*REQUIRED WORK*
Format every nonblank line from the line with "1. Examine the image above and locate the grassy" through the end of the rows as a Markdown table, with the line number in a column headed Nr and the line text in a column headed Line.
%%
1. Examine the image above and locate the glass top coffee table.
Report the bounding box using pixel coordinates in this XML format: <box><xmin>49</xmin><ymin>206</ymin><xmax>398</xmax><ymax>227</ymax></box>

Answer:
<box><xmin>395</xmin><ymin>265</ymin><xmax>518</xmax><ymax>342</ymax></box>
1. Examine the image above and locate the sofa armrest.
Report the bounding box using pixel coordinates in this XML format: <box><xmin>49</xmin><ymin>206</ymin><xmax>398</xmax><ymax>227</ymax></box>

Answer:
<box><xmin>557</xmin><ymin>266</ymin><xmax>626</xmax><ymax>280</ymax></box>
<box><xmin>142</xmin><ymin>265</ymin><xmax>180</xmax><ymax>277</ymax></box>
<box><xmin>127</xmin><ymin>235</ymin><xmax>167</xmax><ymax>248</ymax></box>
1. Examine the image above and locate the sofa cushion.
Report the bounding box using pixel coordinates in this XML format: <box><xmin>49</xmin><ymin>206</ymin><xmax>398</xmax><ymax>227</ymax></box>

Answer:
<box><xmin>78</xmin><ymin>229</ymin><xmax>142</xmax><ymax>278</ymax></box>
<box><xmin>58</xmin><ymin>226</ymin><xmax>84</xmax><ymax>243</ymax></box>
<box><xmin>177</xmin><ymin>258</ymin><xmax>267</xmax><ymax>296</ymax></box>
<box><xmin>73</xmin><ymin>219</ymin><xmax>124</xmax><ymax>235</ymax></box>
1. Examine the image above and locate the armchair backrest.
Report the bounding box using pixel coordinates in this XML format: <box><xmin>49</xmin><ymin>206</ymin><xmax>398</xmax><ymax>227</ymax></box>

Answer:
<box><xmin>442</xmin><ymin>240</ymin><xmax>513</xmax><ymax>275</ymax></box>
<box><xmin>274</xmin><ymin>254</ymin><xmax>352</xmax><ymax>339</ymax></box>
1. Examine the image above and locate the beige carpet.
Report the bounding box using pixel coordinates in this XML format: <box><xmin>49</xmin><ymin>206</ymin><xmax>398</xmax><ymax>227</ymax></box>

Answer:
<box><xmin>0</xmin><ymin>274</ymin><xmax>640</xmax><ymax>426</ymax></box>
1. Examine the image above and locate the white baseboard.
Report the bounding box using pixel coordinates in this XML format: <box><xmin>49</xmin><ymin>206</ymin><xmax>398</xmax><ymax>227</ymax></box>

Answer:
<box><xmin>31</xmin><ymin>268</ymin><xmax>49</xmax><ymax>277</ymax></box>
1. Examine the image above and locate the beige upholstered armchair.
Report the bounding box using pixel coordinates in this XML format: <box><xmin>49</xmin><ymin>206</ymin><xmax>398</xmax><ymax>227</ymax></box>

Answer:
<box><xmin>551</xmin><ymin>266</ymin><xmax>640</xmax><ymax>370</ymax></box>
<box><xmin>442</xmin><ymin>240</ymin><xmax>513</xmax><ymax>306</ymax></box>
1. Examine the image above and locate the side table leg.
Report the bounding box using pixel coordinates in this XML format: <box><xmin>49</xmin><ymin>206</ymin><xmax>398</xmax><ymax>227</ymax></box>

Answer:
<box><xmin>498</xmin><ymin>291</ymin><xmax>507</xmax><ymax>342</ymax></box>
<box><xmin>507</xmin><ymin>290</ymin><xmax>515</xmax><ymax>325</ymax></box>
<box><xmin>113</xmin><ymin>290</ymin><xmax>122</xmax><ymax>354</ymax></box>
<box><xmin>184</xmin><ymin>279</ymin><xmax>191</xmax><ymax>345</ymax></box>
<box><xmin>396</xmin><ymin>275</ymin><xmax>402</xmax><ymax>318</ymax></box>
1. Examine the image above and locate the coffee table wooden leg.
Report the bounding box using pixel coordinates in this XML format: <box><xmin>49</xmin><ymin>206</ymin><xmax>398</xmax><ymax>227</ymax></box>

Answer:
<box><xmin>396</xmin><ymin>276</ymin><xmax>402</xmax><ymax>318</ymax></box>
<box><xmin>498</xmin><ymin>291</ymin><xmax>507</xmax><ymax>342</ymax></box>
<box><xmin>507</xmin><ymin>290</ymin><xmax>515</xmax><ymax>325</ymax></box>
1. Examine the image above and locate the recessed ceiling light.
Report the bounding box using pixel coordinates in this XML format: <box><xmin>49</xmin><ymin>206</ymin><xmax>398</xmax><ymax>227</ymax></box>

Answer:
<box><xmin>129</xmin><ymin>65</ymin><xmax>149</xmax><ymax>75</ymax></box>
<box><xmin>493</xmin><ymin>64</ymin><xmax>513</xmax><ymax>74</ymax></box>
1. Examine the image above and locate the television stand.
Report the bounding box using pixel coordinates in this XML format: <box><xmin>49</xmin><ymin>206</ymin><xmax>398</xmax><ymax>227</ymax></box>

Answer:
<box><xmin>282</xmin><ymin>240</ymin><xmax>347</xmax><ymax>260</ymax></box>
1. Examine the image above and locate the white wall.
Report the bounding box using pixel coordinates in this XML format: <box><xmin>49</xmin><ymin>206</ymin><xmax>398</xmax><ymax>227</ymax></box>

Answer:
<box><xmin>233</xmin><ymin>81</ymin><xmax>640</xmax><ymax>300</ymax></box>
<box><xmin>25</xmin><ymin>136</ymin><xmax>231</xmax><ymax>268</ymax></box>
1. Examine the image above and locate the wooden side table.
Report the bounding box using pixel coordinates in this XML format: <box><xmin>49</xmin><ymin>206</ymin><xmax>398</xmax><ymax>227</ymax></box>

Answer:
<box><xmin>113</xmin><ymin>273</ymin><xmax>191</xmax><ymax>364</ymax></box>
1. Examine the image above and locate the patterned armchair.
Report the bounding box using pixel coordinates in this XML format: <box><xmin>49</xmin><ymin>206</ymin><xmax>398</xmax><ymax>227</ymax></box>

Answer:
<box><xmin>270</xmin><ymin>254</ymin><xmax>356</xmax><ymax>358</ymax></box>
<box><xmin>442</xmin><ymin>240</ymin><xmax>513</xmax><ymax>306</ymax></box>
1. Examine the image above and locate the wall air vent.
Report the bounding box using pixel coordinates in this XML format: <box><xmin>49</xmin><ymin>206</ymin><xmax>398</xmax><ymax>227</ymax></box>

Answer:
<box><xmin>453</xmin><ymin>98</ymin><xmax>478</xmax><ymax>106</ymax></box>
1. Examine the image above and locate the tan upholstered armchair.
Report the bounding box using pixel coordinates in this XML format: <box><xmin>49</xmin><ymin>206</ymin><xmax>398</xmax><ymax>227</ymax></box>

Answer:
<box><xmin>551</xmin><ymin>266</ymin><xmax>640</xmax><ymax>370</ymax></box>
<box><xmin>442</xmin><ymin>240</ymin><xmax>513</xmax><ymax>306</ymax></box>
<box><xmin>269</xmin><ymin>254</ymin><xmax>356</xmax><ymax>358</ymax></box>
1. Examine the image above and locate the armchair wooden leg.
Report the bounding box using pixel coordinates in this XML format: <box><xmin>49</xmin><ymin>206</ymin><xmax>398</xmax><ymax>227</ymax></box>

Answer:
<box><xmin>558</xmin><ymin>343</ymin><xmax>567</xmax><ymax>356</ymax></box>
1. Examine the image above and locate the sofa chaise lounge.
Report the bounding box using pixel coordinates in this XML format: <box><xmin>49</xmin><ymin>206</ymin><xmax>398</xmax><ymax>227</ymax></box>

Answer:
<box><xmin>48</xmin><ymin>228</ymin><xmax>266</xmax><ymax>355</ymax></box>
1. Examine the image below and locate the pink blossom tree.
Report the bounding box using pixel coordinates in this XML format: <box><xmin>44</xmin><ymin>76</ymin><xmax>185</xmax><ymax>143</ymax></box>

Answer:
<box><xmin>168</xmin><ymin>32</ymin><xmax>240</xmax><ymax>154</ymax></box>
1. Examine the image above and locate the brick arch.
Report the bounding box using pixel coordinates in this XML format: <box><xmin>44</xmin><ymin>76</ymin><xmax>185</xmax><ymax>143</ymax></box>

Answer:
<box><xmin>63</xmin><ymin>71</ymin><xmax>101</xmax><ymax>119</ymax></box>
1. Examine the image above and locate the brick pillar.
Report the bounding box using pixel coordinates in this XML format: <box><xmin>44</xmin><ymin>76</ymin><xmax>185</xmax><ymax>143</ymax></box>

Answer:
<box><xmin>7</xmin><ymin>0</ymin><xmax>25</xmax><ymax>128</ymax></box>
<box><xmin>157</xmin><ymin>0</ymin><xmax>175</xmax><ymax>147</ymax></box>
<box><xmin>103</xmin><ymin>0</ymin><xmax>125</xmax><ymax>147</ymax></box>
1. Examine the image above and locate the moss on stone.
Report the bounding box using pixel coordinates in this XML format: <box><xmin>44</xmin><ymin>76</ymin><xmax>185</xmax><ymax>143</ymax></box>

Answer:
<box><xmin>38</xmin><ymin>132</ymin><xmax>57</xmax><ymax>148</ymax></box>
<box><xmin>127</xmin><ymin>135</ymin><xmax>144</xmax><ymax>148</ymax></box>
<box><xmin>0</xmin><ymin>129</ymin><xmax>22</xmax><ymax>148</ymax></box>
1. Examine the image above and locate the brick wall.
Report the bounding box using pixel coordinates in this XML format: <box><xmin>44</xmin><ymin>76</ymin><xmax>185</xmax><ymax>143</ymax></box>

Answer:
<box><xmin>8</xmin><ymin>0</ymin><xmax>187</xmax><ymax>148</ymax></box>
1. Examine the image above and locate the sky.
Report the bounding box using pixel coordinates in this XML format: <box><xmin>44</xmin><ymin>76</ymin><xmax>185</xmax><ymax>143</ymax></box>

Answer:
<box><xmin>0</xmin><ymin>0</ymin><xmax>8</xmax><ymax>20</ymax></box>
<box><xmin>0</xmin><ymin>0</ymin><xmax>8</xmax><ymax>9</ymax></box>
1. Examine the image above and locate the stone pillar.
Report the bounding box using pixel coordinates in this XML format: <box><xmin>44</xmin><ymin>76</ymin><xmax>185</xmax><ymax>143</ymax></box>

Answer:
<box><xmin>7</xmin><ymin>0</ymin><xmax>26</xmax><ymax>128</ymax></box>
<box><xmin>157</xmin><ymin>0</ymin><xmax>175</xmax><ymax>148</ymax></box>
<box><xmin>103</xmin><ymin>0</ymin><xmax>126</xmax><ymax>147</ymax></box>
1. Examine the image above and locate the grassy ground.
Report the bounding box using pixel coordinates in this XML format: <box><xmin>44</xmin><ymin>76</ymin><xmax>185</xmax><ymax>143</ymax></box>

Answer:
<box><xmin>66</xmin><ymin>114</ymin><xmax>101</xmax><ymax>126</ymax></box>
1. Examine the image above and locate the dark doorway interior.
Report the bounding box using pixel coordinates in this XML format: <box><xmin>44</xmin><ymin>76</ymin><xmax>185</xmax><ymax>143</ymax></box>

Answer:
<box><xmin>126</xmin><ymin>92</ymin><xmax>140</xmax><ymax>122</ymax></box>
%%
*EXERCISE OUTPUT*
| Nr | Line |
|---|---|
| 1 | 1. Examine the image above and locate the grassy ground. |
| 2 | Report the bounding box using pixel coordinates in this XML format: <box><xmin>44</xmin><ymin>76</ymin><xmax>185</xmax><ymax>143</ymax></box> |
| 3 | Answer: |
| 4 | <box><xmin>66</xmin><ymin>114</ymin><xmax>101</xmax><ymax>126</ymax></box> |
| 5 | 1. Examine the image above and locate the dark doorway interior. |
| 6 | Report the bounding box using pixel coordinates in this XML format: <box><xmin>44</xmin><ymin>76</ymin><xmax>185</xmax><ymax>143</ymax></box> |
| 7 | Answer: |
| 8 | <box><xmin>126</xmin><ymin>92</ymin><xmax>140</xmax><ymax>122</ymax></box> |